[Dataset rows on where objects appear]
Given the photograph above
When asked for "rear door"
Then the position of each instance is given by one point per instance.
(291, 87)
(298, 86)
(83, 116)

- _Instructions for the task_: Please arrange every line of the rows above as a Markdown table, skipping blank lines, with one column headed "No." for the running number and one headed "Line" for the line itself.

- _Output of the exercise_:
| No. | Line |
|---|---|
| 1 | Given the photograph above |
| 2 | When asked for "rear door" |
| 3 | Then the position of each instance is given by one point per instance. |
| 4 | (291, 87) |
| 5 | (298, 86) |
| 6 | (83, 116) |